--- Data records Enclosed Below ---
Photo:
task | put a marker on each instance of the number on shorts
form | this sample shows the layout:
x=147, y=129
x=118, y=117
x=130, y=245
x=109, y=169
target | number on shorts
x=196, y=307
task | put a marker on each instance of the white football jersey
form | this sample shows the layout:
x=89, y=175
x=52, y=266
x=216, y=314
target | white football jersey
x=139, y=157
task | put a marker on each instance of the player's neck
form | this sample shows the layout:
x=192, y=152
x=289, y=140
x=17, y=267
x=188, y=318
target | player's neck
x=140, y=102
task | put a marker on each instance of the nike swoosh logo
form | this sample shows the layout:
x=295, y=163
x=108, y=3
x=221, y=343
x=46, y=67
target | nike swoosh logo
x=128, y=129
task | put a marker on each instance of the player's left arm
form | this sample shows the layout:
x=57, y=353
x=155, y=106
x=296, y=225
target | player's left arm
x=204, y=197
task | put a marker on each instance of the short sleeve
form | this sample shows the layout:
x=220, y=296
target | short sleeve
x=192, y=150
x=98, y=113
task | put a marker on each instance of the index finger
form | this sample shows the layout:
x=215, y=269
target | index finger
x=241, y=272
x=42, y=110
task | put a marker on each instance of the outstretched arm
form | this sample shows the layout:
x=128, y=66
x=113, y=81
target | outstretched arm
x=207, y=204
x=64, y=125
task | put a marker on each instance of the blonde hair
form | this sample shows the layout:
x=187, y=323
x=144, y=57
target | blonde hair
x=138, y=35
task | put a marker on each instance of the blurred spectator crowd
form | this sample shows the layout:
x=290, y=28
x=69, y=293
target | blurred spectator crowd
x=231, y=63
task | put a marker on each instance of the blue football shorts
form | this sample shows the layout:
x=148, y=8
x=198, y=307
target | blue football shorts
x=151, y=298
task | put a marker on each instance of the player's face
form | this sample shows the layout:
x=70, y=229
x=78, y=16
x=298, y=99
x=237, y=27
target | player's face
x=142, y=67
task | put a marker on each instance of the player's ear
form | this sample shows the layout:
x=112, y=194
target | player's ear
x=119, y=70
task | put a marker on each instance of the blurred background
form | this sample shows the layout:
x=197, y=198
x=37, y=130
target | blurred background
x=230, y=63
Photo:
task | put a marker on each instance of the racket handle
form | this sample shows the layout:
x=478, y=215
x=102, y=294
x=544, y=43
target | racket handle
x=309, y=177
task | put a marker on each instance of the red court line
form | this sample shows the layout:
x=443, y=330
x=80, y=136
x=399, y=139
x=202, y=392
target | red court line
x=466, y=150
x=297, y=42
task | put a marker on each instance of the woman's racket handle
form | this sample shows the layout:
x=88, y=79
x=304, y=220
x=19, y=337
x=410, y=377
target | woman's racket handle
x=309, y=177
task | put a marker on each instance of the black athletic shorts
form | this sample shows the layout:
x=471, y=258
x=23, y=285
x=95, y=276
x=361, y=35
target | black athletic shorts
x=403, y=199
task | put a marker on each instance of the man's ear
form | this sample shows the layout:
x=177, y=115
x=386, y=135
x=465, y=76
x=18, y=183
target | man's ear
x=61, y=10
--- End of Enclosed Data records ---
## Task instructions
For this exercise, copy word for word the line that contains "x=19, y=337" and every line after it, ending with the last line of the entries above.

## Task answer
x=19, y=337
x=410, y=377
target | woman's racket handle
x=309, y=177
task | put a marker on each instance of the black athletic shorts
form | this sample shows the layout:
x=471, y=258
x=23, y=285
x=95, y=276
x=361, y=35
target | black athletic shorts
x=403, y=199
task | put a marker on each instance of the man's ear
form | this sample shows the layout:
x=177, y=115
x=386, y=135
x=465, y=76
x=18, y=183
target | man's ear
x=61, y=10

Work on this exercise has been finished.